_Excerpt provided:_
══════════

Creates LaTeX code for the HPDI

Description

Creates LaTeX code for the HPDI

Usage

format_HPDI(bounds)
format_HPDI(bounds)

Arguments

bounds

2-element vector of the upper and lower HPDI bounds

Value

LaTeX string of the HPDI

Creates LaTeX code for the standard error

Description

Creates LaTeX code for the standard error

Usage

format_se(se)
format_se(se)

Arguments

`se`	Standard error

Value

LaTeX string for the standard error

G function from Proposition A.2

Description

G function from Proposition A.2

Usage

g_functionA2(kappa, r_TstarU, obs_draws)
g_functionA2(kappa, r_TstarU, obs_draws)

Arguments

`kappa`	Kappa value
`r_TstarU`	r_TstarU value
`obs_draws`	a row of the data.frame of observable draws

Value

G value

Computes a0 and a1 bounds

Description

Computes a0 and a1 bounds

Usage

get_alpha_bounds(draws, p)
get_alpha_bounds(draws, p)

Arguments

`draws`	data.frame of observables of simulated data
`p`	Treatment probability from binary data

Value

List of alpha bounds

Solves for beta

Description

This function solves for beta given r_TstarU and kappa. It handles 3 potential cases when beta must be evaluated: 1. Across multiple simulations, but given the same r_TstarU and k 2. For multiple simulations, each with a value of r_TstarU and k 3. For one simulation across a grid of r_TstarU and k

Usage

get_beta(r_TstarU, k, obs)
get_beta(r_TstarU, k, obs)

Arguments

`r_TstarU`	Vector of r_TstarU values
`k`	Vector of kappa values
`obs`	Observables generated by get_observables

Value

Vector of betas

Returns beta bounds in binary case using grid search

Description

Returns beta bounds in binary case using grid search

Usage

get_beta_bounds_binary(obs_draws, p, r_TstarU_restriction)
get_beta_bounds_binary(obs_draws, p, r_TstarU_restriction)

Arguments

`obs_draws`	Row of the data.frame of observable draws
`p`	Treatment probability from data
`r_TstarU_restriction`	2-element vector of restrictions on r_TstarU

Value

Min and max values for beta

Generates beta bounds off of beta draws

Description

Generates beta bounds off of beta draws

Usage

get_beta_bounds_binary_post(draws, n_observables)
get_beta_bounds_binary_post(draws, n_observables)

Arguments

`draws`	Posterior draws
`n_observables`	Number of observable draws

Value

Upper and lower bounds of beta based on posterior draws

Wrapper function combines all unrestricted bounds together. Vectorized

Description

Wrapper function combines all unrestricted bounds together. Vectorized

Usage

get_bounds_unrest(obs)
get_bounds_unrest(obs)

Arguments

obs

Observables generated by get_observables

Value

List of unrestricted bounds for r_TstarU, r_uz, and kappa

Computes OLS and IV estimates

Description

Computes OLS and IV estimates

Usage

get_estimates(y_name, T_name, z_name, data, controls = NULL, robust = FALSE)

══════════

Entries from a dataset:
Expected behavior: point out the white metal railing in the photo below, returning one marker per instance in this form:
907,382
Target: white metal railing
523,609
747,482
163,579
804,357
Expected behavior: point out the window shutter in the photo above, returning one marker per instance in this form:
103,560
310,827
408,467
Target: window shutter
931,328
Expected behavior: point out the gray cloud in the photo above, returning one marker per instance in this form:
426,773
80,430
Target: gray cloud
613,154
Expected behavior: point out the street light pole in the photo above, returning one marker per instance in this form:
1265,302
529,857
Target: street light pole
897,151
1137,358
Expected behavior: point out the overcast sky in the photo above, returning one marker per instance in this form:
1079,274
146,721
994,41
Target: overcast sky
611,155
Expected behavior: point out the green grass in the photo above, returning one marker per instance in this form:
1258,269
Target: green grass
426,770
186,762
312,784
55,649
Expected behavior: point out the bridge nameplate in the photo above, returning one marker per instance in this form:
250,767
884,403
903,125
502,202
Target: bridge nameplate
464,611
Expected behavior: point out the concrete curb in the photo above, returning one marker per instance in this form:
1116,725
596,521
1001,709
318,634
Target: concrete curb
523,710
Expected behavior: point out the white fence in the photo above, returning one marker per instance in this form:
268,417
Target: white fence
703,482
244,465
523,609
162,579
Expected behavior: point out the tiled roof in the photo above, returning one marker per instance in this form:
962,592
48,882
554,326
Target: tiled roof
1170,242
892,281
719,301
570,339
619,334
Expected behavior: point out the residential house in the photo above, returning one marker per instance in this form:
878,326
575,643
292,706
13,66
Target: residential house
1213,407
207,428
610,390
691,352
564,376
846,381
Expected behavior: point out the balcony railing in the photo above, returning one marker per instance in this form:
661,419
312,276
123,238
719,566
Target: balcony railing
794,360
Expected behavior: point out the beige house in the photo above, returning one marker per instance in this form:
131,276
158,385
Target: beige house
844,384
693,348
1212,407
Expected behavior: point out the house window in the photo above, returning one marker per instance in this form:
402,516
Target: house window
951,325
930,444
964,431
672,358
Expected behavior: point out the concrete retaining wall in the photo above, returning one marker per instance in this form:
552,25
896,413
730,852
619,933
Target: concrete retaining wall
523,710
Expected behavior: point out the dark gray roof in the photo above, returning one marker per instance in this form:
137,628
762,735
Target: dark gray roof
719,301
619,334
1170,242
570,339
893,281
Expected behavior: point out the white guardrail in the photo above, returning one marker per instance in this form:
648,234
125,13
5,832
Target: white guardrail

══════════

_Required work:_
**1)** Format the lines of the records, from the line containing "Expected behavior: point out the house" through the final line of the records, inclusive, as a Markdown table with the columns Row and Line, omitting blank lines.
**2)** Resume the R function documentation from where it stops.

_Solved tasks:_
**1)**
| Row | Line |
|---|---|
| 1 | Expected behavior: point out the house window in the photo above, returning one marker per instance in this form: |
| 2 | 402,516 |
| 3 | Target: house window |
| 4 | 951,325 |
| 5 | 930,444 |
| 6 | 964,431 |
| 7 | 672,358 |
| 8 | Expected behavior: point out the concrete retaining wall in the photo above, returning one marker per instance in this form: |
| 9 | 552,25 |
| 10 | 896,413 |
| 11 | 730,852 |
| 12 | 619,933 |
| 13 | Target: concrete retaining wall |
| 14 | 523,710 |
| 15 | Expected behavior: point out the dark gray roof in the photo above, returning one marker per instance in this form: |
| 16 | 137,628 |
| 17 | 762,735 |
| 18 | Target: dark gray roof |
| 19 | 719,301 |
| 20 | 619,334 |
| 21 | 1170,242 |
| 22 | 570,339 |
| 23 | 893,281 |
| 24 | Expected behavior: point out the white guardrail in the photo above, returning one marker per instance in this form: |
| 25 | 648,234 |
| 26 | 125,13 |
| 27 | 5,832 |
| 28 | Target: white guardrail |

**2)**
get_estimates(y_name, T_name, z_name, data, controls = NULL, robust = FALSE)

Arguments

`y_name`	Character vector of the name of the dependent variable
`T_name`	Character vector of the names of the preferred regressors
`z_name`	Character vector of the names of the instrumental variables
`data`	Data to be analyzed
`controls`	Character vector containing the names of the exogenous regressors
`robust`	Boolean of whether to compute heteroskedasticity-robust standard errors

Value

List of beta estimates and associated standard errors for OLS and IV estimation

Given observables from the data, generates unrestricted bounds for kappa. Vectorized

Description

Given observables from the data, generates unrestricted bounds for kappa. Vectorized

Usage

get_k_bounds_unrest(obs, tilde)
get_k_bounds_unrest(obs, tilde)

Arguments

`obs`	Observables generated by get_observables
`tilde`	Boolean of whether or not kappa_tilde or kappa is desired

Value

List of upper bounds and lower bounds for kappa

Computes L, lower bound for kappa_tilde in paper

Description

Computes L, lower bound for kappa_tilde in paper

Usage

get_L(draws)
get_L(draws)

Arguments

draws

data.frame of observables of simulated data

Value

Vector of L values

Solves for the magnification factor

Description

This function solves for the magnification factor given r_TstarU and kappa. It handles 3 potential cases when the magnification factor must be evaluated: 1. Across multiple simulations, but given the same r_TstarU and k 2. For multiple simulations, each with a value of r_TstarU and k 3. For one simulation across a grid of r_TstarU and k

Usage

get_M(r_TstarU, k, obs)
get_M(r_TstarU, k, obs)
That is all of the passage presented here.